■ **WHAT YOU ARE ASKED TO DO**
Go through the listing below and return each line that includes "column".

■ **SUPPLIED INFORMATION**

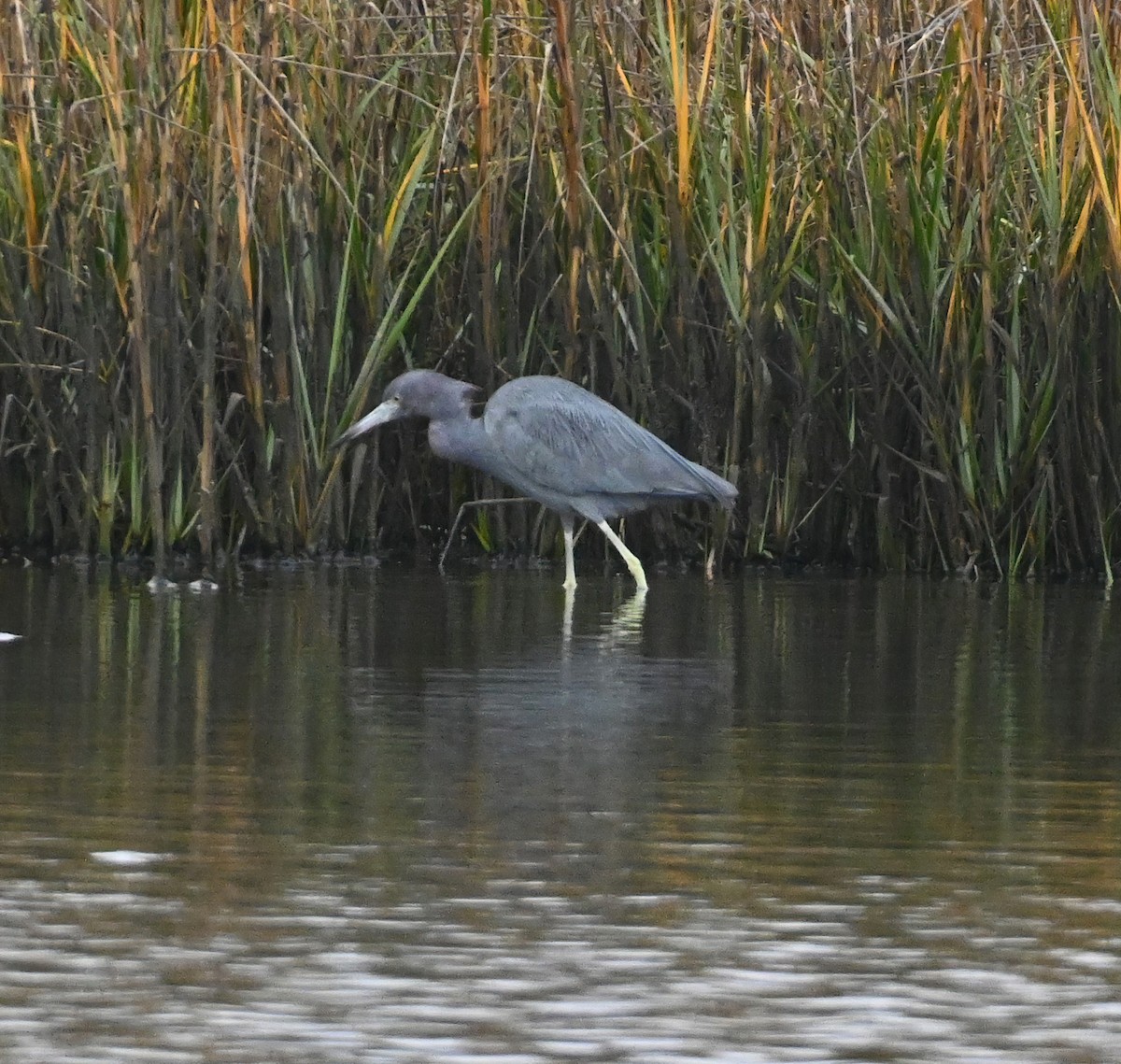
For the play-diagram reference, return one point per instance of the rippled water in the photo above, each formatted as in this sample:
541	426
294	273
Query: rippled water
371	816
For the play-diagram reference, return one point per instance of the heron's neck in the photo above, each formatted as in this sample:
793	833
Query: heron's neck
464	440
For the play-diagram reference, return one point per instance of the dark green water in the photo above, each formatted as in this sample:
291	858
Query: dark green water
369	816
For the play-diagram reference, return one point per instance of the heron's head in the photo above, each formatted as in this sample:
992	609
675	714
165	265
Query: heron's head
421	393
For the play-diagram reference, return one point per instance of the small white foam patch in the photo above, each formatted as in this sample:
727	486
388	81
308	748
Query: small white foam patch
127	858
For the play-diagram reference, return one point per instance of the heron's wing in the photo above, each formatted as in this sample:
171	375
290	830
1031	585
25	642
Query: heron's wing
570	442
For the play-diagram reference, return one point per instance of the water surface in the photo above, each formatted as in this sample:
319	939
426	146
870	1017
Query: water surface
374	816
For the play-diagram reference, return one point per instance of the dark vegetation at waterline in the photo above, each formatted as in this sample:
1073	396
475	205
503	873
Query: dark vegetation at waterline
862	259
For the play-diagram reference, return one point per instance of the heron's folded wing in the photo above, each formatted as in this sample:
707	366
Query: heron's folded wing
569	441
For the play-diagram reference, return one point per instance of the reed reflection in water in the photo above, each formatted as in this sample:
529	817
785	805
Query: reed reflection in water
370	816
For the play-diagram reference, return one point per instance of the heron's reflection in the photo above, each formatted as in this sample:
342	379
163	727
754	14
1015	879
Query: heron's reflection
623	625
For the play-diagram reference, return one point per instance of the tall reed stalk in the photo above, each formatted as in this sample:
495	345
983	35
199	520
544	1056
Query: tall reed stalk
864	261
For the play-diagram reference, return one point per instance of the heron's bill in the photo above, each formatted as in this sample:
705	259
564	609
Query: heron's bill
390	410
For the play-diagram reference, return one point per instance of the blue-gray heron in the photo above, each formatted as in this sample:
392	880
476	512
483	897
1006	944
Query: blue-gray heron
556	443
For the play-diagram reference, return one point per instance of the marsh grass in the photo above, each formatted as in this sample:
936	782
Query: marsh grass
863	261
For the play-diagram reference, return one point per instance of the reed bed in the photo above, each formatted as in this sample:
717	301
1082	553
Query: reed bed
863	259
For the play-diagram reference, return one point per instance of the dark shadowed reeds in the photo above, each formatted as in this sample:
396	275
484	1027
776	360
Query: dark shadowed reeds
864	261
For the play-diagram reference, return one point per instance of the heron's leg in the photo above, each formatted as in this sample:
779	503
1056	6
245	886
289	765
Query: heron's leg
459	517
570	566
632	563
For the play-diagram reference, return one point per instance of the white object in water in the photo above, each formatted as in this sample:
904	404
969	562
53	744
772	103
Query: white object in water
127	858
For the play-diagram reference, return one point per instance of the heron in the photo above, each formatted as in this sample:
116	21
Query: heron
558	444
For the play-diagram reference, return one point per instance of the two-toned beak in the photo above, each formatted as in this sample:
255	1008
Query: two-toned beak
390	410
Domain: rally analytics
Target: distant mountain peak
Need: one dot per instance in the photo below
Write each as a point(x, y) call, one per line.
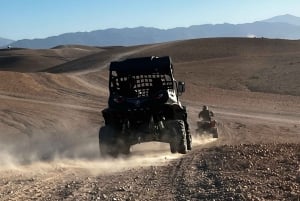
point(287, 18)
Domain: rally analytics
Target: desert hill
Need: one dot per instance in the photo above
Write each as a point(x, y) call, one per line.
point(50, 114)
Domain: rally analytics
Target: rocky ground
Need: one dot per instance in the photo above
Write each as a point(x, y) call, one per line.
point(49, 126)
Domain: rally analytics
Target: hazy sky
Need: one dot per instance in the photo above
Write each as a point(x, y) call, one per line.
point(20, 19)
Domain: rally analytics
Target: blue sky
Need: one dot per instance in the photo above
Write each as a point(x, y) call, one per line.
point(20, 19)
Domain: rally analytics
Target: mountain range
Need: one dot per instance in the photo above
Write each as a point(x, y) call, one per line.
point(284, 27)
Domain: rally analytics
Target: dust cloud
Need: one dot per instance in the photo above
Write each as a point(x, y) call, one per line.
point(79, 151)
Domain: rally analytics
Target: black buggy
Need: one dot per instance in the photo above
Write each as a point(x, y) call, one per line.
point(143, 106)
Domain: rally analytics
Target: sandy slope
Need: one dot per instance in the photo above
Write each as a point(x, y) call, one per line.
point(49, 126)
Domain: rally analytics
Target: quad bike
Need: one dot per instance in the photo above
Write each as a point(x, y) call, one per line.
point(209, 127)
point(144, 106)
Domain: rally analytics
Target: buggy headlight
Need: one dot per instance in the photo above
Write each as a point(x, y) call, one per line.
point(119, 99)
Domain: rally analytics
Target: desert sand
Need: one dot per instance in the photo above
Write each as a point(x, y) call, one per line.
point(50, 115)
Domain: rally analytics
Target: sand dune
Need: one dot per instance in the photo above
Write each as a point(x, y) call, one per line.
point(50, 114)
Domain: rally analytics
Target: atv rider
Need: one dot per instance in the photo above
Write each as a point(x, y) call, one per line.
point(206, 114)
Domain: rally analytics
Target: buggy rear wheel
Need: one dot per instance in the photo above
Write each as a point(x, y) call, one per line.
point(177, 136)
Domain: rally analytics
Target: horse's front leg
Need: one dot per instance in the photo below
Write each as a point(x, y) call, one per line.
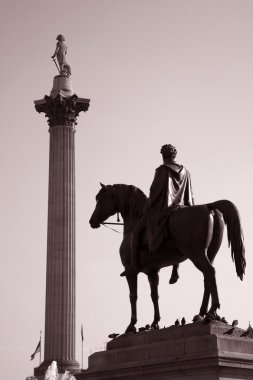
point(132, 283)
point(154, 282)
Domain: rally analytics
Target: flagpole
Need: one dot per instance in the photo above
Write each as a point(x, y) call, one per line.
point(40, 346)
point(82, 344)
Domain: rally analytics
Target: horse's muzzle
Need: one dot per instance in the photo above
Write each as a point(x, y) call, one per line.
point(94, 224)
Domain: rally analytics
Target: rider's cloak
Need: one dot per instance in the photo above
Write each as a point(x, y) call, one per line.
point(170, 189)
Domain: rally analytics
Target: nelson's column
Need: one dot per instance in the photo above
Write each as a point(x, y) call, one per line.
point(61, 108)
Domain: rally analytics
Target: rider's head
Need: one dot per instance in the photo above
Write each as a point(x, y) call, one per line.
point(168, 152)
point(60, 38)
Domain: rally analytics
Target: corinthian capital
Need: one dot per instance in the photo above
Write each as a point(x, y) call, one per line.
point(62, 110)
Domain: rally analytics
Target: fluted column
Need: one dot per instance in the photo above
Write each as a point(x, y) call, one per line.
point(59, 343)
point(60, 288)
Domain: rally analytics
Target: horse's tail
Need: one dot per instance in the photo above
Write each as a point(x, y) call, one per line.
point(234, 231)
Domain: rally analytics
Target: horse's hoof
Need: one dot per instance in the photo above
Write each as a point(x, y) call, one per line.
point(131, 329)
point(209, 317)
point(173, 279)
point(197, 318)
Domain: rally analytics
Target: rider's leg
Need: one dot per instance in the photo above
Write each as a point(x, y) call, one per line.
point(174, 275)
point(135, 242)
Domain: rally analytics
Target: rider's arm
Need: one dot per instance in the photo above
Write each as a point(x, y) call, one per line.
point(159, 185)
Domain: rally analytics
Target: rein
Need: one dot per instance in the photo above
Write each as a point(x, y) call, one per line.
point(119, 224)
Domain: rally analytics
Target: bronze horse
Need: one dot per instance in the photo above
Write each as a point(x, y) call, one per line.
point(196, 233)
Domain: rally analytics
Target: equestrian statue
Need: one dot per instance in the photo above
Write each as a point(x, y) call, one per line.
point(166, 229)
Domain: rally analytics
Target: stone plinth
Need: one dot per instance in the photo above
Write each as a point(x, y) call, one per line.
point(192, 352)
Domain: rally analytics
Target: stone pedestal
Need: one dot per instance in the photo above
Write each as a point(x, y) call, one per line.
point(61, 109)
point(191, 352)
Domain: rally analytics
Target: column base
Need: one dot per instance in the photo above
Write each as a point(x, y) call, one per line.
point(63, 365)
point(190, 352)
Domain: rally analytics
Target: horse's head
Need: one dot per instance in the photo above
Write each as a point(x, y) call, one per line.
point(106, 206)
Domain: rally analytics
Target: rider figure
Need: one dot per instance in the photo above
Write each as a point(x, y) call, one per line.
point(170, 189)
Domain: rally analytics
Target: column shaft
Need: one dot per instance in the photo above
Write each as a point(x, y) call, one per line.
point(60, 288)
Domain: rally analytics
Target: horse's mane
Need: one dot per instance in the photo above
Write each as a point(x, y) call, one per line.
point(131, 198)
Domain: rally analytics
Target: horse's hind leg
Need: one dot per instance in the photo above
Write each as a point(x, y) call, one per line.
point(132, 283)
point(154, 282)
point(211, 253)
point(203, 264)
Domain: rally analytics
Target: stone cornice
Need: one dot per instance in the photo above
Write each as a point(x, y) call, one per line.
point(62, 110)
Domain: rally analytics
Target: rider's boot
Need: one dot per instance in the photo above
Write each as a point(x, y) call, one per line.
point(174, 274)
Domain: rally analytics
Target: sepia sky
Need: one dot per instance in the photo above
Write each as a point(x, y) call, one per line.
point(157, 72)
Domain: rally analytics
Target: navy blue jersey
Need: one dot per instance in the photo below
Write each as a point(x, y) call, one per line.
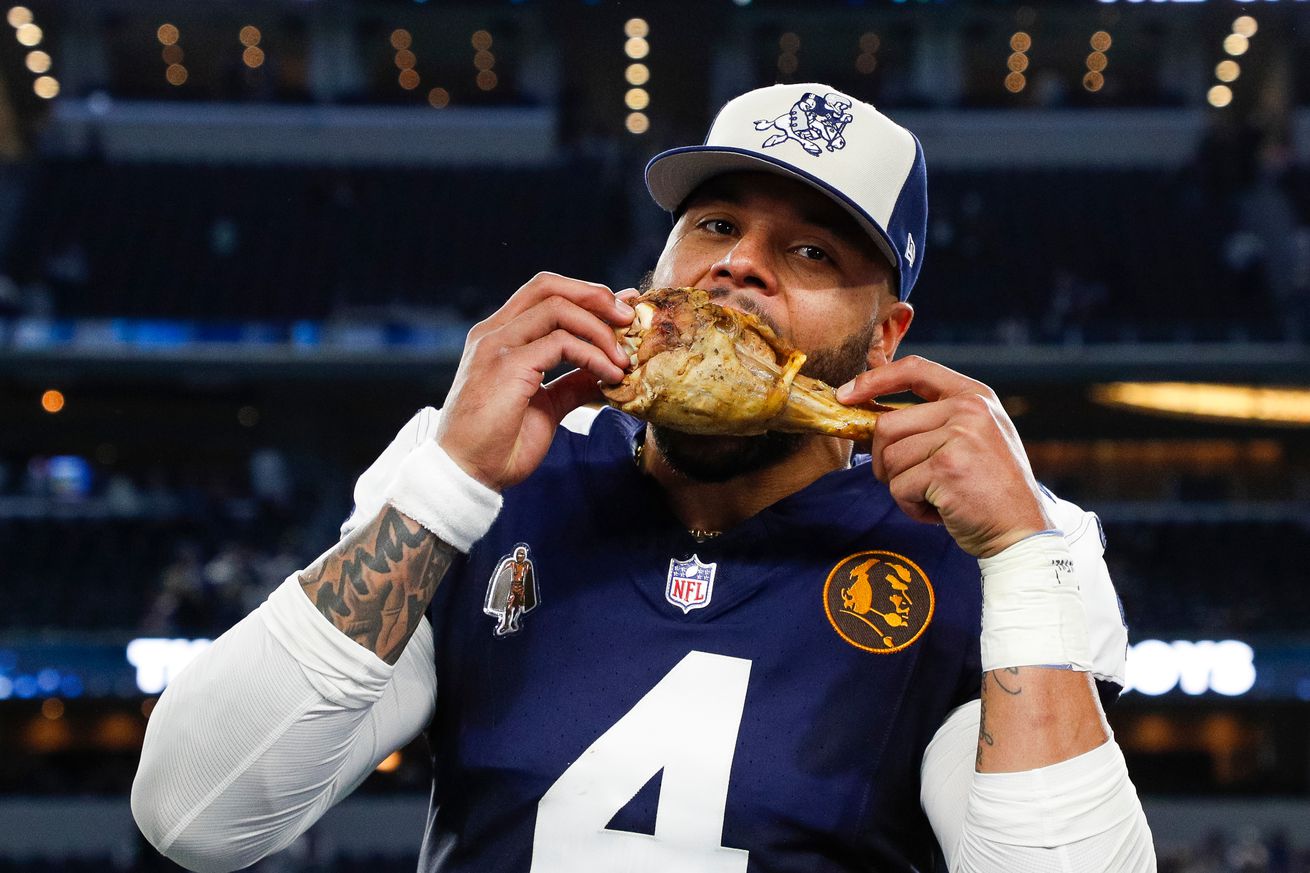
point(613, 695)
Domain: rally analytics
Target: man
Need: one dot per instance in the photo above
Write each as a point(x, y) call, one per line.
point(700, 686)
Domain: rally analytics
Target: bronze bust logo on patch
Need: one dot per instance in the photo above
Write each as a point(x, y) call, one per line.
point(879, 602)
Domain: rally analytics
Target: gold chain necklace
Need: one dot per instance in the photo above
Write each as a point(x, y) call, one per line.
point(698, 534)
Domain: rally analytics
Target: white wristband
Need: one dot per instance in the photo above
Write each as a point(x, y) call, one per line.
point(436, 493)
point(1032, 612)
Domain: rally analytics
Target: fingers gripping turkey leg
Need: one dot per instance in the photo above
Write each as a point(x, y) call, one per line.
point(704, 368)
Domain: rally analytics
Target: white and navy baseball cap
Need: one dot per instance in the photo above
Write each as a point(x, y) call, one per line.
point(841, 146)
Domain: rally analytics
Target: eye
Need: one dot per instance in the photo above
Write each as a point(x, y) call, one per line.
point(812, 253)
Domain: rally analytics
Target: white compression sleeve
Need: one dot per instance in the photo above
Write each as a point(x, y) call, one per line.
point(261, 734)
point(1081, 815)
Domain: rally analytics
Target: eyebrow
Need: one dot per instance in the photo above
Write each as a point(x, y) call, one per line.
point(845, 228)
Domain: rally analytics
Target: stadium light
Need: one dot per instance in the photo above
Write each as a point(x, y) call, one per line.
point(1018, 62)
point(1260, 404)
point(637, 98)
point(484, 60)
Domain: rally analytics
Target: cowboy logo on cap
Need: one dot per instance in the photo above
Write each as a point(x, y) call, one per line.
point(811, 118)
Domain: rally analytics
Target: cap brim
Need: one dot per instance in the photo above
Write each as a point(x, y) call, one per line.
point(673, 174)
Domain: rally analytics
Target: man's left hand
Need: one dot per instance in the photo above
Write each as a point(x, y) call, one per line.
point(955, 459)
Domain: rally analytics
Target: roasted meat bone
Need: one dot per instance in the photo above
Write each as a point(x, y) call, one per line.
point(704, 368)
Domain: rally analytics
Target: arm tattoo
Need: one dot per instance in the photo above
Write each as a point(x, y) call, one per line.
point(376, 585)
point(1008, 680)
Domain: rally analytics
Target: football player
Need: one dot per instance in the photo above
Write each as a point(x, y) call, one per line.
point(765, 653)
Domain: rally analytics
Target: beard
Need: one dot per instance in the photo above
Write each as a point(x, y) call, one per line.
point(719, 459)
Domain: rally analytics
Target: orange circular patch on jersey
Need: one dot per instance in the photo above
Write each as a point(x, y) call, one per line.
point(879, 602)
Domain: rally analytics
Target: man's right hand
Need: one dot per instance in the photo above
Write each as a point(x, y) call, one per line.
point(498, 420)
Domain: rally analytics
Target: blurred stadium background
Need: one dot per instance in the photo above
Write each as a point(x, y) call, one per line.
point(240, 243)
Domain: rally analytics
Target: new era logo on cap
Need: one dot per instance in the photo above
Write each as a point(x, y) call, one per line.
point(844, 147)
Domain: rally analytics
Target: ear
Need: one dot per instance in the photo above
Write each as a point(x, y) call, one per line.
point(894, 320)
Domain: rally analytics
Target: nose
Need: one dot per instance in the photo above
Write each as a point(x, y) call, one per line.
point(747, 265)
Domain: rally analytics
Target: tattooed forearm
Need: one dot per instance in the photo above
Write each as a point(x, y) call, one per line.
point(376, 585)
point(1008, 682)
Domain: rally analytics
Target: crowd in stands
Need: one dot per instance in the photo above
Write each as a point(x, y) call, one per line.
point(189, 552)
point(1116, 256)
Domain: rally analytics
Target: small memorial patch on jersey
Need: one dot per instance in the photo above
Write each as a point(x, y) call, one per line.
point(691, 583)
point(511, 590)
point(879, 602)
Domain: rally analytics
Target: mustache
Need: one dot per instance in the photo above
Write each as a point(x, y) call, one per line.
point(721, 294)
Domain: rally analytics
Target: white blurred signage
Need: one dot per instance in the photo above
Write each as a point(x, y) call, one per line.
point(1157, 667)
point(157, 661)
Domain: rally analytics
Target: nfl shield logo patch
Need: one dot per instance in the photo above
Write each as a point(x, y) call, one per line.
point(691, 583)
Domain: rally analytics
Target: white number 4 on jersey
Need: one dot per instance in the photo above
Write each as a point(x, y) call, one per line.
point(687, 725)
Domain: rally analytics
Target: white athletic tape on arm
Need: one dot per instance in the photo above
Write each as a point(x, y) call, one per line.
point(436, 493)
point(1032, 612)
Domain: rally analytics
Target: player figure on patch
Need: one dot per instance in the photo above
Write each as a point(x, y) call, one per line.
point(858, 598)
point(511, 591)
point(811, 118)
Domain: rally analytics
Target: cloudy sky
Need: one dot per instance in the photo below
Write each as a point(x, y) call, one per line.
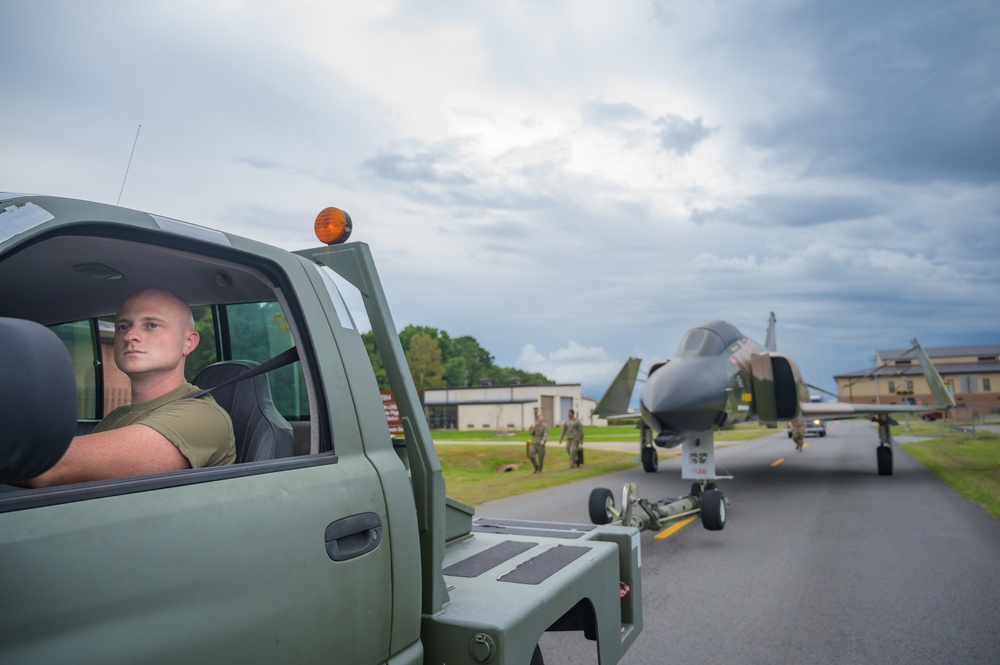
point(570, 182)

■ **SOLUTION TO THE EXERCISE**
Target: nelson's column
Target: fluted column
Target: column base
Target: column shaft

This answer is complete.